Aim> Pick up the readme on the London Philharmonic Orchestra instrument samples library after its last line and continue writing it.

╭─ Excerpted passage

This project provides an interface to work with a variety of instrument samples from the London Philharmonic Orchestra, either as ugens or as clojure functions which produce sound effects when called. There is exactly one module per sample instrument. Each module provides a function, of the same name as the instrument, which returns a ugen suitable for use with overtone. A simple way to describe a ugen might be a composable, commutable unit of sound specification; for more information see. Each module also provides a function which accepts the same form of input, but which affects sounds rather than returning a ugen. The 'definst' infrastructure is not used because these sampled instruments have many variants, e.g. vibrato or non-vibrato, of the same note.

How to get things going:

To use it with leiningen, put this in your project.clj [org.seewalker.philharmonia "0.0.1"]

The sample data itself is on the order of gigabyes, so it is not feasible to host it on github or clojars along with the code. For now, the place to get them is my google drive. Note, this URL plays nicely with web browsers but not utilities like curl. The reason to download them from here rather than the philharmonic website is that they provide .mp3s, whereas overtone requires .wavs, and I've done the work of converting them and packaging them as a single zip.

When you've downloaded that, unzip it into the resources folder of your leiningen project.

How to use the sampled instrument functions

Let's use the example of a cello, because all the samples instruments are similar to this.

##loading samples

(use 'philharmonia-samples.sampled-cello)

assuming philharmonia-samples/src is in your classpath.

(:require [philharmonia-samples.sampled-cello :refer [cello celloi cello-inst]])

╰─
╭─ Stored rows

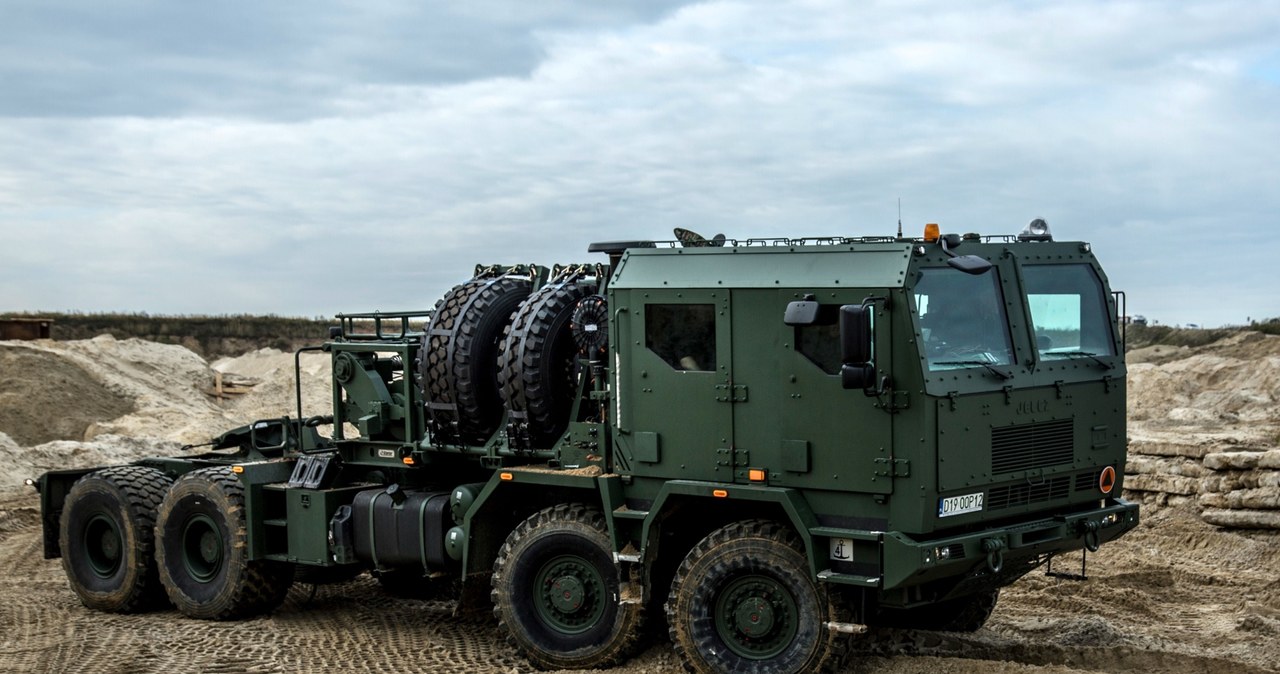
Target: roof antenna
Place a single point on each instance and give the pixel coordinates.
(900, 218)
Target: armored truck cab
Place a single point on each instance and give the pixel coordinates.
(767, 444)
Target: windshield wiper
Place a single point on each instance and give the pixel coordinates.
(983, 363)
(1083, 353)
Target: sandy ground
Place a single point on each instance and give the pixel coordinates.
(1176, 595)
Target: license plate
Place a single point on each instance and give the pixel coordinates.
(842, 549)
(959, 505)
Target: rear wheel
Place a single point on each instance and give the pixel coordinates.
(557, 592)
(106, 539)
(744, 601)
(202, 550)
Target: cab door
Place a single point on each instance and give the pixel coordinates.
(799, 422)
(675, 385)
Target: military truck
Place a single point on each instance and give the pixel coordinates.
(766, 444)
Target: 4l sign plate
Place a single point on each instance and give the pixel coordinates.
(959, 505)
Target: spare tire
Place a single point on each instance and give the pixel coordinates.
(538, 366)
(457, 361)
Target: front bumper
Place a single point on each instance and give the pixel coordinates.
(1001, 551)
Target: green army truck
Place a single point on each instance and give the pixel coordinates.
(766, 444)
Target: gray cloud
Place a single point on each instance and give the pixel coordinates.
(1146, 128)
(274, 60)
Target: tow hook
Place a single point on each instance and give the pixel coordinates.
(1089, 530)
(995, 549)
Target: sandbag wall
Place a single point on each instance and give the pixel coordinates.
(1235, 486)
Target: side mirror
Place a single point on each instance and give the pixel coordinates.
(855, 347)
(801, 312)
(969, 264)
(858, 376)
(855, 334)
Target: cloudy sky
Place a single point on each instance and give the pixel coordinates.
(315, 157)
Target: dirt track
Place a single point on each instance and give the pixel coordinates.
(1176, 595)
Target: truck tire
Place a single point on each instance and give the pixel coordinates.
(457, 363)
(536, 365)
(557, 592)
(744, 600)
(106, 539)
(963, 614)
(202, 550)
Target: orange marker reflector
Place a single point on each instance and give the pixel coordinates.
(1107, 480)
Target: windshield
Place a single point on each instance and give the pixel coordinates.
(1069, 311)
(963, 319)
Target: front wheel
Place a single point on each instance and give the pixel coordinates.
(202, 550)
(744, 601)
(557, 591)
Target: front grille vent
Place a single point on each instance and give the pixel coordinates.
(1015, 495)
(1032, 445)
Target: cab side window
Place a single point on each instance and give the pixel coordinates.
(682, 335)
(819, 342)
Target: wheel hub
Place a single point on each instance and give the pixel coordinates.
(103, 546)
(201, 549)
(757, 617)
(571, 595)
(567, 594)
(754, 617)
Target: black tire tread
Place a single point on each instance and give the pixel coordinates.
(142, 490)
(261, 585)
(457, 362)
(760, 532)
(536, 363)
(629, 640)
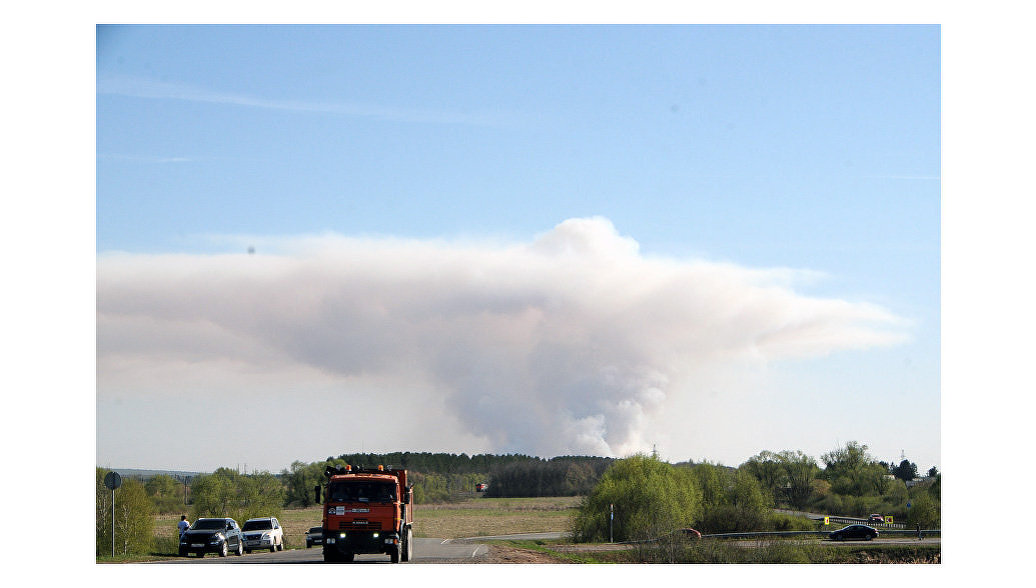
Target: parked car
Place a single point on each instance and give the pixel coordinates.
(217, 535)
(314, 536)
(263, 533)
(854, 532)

╰─
╭─ Stored rows

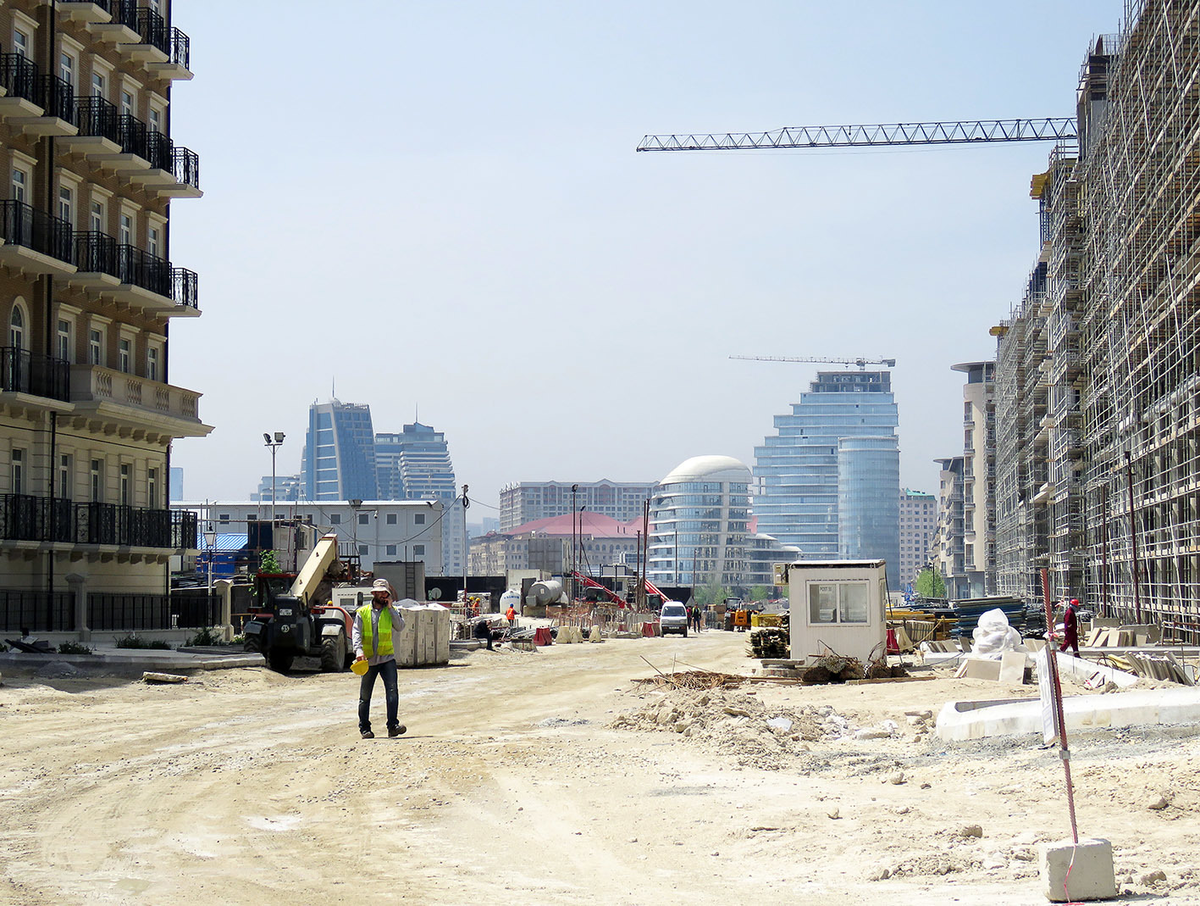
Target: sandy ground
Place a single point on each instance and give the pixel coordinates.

╰─

Expected answer>
all the sampled instrument files have similar information in them, sharing the same name, so you should probably 'require' rather than 'use' it, and you likely don't care about those other names, so you could just refer the ugen producing function (cello) and the instrument-like function (celloi).

You may want to only refer celloi if you are exclusively live-coding (for sake of less typing), or you may want to refer cello-inst if you are writing a program you intend to re-use (for sake of a semantic, rememberable name).

Loading all the samples associated with an instrument can produce a var taking up as little as 21MB, in the case of the mandolin, and as much as 169 MB, in the case of the violin. For this reason, the samples are grouped into separate files by instrument.

calling samples

(cello)

produces a ugen playing the default sample.

(celloi)

will make your speakers play the default sample

(cello-inst)

equivalent to above

(demo (cello))

equivalent to above

(cello {:note "A#3" :loudness "piano" :style "vibrato" :duration "025"])

you can specify all parameters in a map.

(cello {:loudness "forte" :style "vibrato" :duration "025" :note "G4"])

order does not matter in the map, so this will also produce a sound.

(cello {:note "A#3"})

you can specify only the parameters you wish, and the default value for each unspecified parameter gets filled in.

(cello :note "A#3" :style "vibrato")

or, since overtone is meant for live coding, you can save some precious keystrokes by passing keys and values instead of an explicit map.

(cello {:note 60})

passing an integer will make the value interpreted as a midi note, rather than a note name.

(cello 60)

'note' is arguably the most significant feature, so a single scalar argument will be interpreted as a note.

(cello ["A#3" "piano" "vibrato"])

when passing a vector, you must specify all features.

(celloi :note 58)

if your use case lends itself to functions that produce sounds (rather than ugens) when called, you can use function with 'i' as a suffix, which is otherwise identical in how it's used.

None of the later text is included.